--- Begin Records for the task ---

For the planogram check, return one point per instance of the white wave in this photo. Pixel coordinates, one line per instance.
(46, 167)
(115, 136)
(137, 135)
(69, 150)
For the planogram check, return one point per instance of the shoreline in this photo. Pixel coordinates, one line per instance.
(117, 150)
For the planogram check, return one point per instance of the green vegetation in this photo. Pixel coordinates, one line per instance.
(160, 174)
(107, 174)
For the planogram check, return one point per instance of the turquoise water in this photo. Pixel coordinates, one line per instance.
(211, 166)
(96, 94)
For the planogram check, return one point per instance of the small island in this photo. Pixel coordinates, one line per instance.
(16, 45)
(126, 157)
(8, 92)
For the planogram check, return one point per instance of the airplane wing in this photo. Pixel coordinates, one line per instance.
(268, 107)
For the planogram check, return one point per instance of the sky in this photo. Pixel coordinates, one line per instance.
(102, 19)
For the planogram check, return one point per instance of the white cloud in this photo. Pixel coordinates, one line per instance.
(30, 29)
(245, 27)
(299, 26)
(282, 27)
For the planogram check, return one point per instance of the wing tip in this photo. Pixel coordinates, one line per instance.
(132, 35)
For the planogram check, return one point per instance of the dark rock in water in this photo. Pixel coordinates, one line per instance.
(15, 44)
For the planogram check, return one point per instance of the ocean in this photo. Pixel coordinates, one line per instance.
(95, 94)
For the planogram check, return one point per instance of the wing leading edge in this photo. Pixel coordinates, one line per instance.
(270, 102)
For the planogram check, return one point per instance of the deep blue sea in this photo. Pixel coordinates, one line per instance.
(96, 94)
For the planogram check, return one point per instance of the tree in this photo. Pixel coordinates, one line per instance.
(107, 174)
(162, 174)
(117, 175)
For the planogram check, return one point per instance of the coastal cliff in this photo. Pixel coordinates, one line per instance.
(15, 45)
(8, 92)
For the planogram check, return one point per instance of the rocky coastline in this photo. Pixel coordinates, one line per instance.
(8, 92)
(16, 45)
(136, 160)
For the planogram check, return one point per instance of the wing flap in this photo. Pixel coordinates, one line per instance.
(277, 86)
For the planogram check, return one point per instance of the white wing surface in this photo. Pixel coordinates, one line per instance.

--- End Records for the task ---

## What you should do
Reproduce the full listing exactly.

## Expected output
For the planogram check, return one point per instance of the white wave in this photo. Pixel coordinates, one line per instance.
(46, 167)
(115, 136)
(137, 135)
(69, 150)
For the planogram check, return one point per instance of the shoreline in this photo. Pixel coordinates, one line per instance.
(117, 150)
For the planogram check, return one point per instance of the green vegetation in this photo. Pixel coordinates, one line per instance.
(160, 174)
(107, 174)
For the planogram check, return one point per instance of the turquoise water in this photo. Pixel coordinates, one line per instance.
(211, 166)
(96, 94)
For the planogram check, return one point per instance of the small island in this photo. Pixel coordinates, one line per instance.
(16, 45)
(126, 157)
(8, 92)
For the planogram check, return one point per instance of the airplane wing in this photo. Pixel coordinates, one line per instance.
(268, 107)
For the planogram check, return one point per instance of the sky in this photo. Pixel coordinates, one line per instance.
(102, 19)
For the planogram check, return one point per instance of the white cloud in this photo. Pixel coordinates, one line per instance.
(30, 29)
(245, 27)
(299, 26)
(282, 27)
For the planogram check, return one point per instance of the wing tip in this photo. Pixel coordinates, one line per instance.
(132, 35)
For the planogram check, return one point per instance of the dark rock in water in this photo. Pixel coordinates, one line per instance.
(15, 44)
For the planogram check, return one point per instance of the ocean in this photo. Pixel coordinates, one line per instance.
(95, 94)
For the planogram check, return one point per instance of the wing leading edge in this photo. Pixel coordinates, one line per instance.
(270, 102)
For the planogram check, return one point per instance of the deep blue sea in this photo. Pixel coordinates, one line per instance.
(96, 94)
For the planogram check, return one point per instance of the tree in this photo. Pixel coordinates, one line per instance.
(107, 174)
(162, 174)
(117, 175)
For the planogram check, return one point per instance of the coastal cliff in this photo. Pixel coordinates, one line per instance.
(15, 45)
(8, 92)
For the planogram check, return one point per instance of the rocky coastline in this photo. Pixel coordinates, one line per instance.
(8, 92)
(16, 45)
(136, 160)
For the planogram check, return one point per instance of the wing flap in this photo. Pixel coordinates, one line per instance.
(277, 86)
For the planogram check, return one point per instance of the white wing surface in this photo. Pixel coordinates, one line per instance.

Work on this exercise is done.